Saved entries
## Begin
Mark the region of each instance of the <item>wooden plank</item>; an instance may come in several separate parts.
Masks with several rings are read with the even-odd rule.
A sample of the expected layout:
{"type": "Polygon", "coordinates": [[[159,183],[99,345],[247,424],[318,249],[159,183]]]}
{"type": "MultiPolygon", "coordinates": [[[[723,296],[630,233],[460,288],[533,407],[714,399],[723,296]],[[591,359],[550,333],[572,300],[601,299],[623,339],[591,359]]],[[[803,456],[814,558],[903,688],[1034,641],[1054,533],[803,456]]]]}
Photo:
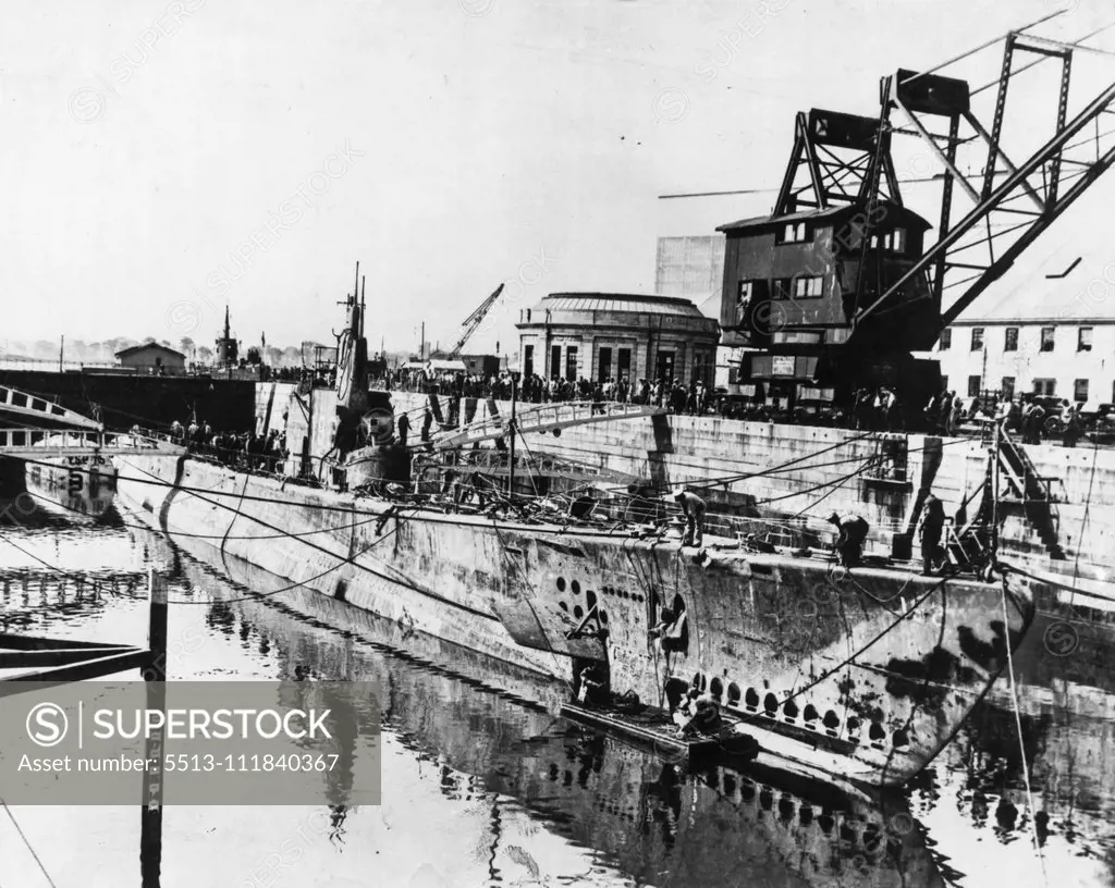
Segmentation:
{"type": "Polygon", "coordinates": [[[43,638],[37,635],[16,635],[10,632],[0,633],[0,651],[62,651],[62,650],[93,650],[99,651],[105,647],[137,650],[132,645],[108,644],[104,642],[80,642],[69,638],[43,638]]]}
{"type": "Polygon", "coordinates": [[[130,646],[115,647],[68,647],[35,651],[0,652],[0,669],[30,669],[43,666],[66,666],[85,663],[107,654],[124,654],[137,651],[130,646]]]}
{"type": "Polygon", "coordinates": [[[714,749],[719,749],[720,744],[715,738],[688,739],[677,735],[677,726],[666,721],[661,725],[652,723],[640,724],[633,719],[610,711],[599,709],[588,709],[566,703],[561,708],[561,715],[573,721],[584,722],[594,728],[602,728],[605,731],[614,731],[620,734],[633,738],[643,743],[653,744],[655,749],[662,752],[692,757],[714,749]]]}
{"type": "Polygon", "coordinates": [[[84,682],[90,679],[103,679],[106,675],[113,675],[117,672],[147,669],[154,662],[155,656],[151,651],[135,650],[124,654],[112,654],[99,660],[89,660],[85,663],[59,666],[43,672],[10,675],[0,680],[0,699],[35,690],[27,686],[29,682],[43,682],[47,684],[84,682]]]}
## End
## Begin
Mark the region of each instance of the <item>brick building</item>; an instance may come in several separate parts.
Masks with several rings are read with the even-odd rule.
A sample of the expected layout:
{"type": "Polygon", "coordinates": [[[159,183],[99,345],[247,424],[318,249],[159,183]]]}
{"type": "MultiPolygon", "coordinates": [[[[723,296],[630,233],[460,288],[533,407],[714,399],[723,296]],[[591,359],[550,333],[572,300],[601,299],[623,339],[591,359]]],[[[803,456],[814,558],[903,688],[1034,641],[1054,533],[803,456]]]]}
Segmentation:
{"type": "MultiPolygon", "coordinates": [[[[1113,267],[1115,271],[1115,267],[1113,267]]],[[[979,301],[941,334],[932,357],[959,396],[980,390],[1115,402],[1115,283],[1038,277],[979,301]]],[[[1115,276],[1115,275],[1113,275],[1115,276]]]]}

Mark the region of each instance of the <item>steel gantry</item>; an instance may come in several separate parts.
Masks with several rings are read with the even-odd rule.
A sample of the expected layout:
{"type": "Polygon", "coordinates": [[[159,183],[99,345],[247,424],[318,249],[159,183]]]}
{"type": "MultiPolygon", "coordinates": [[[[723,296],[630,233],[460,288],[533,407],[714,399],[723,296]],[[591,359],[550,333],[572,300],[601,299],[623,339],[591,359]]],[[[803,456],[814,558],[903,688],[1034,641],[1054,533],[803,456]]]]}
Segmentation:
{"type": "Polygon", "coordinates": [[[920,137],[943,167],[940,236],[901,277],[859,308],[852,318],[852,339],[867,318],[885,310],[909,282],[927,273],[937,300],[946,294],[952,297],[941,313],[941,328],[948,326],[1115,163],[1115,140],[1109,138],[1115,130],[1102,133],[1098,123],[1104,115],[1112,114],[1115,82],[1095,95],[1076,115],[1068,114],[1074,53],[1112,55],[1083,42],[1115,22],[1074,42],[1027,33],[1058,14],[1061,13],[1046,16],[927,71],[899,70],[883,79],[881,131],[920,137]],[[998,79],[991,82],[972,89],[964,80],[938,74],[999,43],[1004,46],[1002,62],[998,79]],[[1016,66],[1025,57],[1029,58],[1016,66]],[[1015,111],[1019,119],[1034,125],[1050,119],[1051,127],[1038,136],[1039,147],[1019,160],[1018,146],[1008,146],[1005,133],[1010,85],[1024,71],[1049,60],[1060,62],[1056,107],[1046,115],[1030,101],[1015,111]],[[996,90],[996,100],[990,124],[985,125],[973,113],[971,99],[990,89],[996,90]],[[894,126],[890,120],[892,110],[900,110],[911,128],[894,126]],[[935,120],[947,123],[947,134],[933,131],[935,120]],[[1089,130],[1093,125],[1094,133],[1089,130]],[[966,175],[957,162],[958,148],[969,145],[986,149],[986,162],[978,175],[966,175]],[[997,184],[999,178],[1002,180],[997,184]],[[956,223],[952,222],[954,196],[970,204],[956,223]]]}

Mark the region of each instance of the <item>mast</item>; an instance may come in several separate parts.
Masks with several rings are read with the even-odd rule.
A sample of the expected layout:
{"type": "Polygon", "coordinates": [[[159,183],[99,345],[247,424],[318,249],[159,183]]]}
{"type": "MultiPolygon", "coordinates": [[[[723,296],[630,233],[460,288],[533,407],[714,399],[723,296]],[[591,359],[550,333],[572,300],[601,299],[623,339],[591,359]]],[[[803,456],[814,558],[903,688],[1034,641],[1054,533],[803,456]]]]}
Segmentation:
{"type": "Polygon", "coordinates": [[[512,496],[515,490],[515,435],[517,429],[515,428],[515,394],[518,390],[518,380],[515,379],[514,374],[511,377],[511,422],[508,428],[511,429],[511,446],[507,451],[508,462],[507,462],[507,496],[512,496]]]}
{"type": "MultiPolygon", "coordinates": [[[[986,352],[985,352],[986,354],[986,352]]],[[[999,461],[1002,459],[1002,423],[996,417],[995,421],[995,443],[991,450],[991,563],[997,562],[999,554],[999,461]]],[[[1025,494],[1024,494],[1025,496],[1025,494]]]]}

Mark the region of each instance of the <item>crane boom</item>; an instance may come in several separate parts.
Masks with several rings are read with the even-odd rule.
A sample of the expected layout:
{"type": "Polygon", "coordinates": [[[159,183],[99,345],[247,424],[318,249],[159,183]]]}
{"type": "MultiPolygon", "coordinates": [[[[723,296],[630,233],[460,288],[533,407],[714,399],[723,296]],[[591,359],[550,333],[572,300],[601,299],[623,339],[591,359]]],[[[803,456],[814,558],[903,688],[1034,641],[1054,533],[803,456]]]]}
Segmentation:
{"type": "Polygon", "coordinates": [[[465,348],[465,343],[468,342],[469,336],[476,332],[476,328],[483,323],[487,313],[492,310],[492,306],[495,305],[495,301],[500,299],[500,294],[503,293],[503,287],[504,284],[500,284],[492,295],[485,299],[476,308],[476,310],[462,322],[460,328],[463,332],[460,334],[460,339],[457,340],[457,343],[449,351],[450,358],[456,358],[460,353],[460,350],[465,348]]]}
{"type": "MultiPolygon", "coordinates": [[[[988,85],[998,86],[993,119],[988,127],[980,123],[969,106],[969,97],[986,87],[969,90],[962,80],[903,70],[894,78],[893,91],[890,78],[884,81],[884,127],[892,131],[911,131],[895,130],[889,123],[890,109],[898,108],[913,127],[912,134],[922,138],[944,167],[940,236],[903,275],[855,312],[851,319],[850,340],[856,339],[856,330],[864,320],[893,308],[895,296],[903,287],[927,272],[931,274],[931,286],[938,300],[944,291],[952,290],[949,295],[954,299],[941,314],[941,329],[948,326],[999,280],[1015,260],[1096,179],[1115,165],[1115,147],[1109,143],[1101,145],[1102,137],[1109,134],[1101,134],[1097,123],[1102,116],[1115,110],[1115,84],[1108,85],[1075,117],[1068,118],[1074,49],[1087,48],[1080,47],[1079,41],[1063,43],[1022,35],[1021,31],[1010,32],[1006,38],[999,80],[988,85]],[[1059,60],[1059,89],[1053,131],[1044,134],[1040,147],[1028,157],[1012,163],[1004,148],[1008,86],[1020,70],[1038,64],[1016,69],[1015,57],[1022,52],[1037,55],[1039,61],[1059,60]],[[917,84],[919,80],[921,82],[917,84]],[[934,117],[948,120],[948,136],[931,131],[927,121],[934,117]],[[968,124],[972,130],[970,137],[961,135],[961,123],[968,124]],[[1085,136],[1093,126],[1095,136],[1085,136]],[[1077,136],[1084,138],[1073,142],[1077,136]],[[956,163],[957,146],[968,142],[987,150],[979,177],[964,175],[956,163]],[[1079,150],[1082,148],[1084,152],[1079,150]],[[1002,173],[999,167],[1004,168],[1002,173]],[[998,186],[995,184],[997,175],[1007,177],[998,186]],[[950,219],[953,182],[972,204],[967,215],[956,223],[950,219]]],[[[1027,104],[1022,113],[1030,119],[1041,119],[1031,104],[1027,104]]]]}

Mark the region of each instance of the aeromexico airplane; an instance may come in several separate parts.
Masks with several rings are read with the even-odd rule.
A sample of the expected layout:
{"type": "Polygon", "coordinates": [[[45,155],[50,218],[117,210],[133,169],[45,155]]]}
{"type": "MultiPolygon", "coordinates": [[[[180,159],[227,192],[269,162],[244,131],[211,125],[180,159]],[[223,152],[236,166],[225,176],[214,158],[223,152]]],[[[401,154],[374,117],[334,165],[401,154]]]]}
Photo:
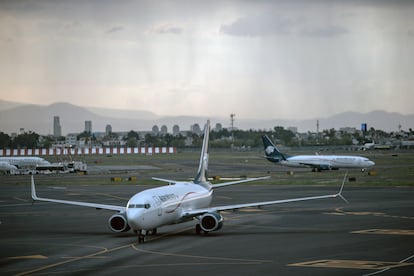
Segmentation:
## End
## Begin
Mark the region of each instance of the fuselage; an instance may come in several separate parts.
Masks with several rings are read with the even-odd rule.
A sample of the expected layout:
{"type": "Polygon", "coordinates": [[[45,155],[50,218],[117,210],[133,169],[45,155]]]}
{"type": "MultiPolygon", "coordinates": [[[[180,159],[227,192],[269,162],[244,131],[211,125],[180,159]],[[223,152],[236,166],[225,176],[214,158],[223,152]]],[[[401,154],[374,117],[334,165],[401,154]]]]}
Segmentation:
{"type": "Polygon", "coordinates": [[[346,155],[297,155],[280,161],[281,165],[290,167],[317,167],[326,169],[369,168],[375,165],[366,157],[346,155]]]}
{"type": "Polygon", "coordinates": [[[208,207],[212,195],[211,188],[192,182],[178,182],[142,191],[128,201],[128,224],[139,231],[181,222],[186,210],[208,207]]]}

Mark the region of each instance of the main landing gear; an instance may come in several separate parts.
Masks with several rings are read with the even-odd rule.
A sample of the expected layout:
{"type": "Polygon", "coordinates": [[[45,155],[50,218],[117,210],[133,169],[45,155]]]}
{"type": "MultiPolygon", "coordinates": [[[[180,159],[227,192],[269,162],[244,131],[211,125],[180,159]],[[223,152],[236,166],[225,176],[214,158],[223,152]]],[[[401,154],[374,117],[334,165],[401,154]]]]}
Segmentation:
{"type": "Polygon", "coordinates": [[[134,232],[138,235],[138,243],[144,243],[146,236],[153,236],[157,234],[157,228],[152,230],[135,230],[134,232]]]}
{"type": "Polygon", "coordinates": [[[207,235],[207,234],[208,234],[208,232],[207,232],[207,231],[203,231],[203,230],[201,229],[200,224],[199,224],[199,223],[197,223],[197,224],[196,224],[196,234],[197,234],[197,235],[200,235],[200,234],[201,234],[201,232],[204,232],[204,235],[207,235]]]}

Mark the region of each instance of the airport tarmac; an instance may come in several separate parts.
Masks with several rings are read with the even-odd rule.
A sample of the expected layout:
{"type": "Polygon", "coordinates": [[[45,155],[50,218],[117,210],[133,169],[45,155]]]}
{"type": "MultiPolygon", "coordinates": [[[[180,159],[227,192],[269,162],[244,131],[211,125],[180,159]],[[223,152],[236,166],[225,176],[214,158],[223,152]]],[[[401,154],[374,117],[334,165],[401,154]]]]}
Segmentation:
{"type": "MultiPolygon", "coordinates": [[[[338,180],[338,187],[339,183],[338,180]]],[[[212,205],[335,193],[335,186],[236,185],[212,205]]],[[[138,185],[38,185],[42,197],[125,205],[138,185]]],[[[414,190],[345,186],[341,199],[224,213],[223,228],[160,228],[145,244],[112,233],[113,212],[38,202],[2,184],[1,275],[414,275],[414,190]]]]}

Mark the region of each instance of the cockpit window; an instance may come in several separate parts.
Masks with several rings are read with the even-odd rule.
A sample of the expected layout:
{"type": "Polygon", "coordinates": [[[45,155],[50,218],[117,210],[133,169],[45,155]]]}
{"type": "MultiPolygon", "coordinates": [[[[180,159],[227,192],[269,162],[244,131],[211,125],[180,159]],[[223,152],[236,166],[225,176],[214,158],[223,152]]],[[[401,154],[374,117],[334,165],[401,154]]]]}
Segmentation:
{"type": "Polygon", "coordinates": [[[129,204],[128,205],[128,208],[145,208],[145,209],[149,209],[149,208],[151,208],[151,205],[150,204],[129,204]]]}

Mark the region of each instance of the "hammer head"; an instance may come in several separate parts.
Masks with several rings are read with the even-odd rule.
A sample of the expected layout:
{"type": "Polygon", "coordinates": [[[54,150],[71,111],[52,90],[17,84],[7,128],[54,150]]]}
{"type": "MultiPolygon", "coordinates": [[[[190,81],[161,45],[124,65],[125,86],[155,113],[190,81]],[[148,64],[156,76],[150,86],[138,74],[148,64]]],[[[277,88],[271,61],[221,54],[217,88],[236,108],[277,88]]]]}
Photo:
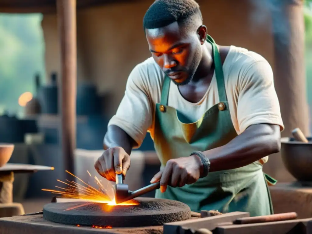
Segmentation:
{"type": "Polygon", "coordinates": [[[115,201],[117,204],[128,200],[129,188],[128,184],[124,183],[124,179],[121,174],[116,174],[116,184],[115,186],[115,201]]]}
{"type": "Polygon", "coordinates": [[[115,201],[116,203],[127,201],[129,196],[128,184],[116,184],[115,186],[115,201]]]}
## End
BRIEF:
Find each line in the rows above that contains the string "item" and copy those lines out in full.

EXPECTED ANSWER:
Mark the region of each instance of the <item>wooden plank</item>; an instance may come in several separate parts.
Mark the region of each instance of the <item>brick building</item>; an instance may come in several separate parts.
Mark the region of each instance of the <item>steel gantry</item>; an instance may come in several separate parts.
Mark the region of each instance of the <item>mast</item>; an instance may come in several separate parts.
Mark the region of each instance of the <item>crane boom</item>; an instance may come in several separate parts.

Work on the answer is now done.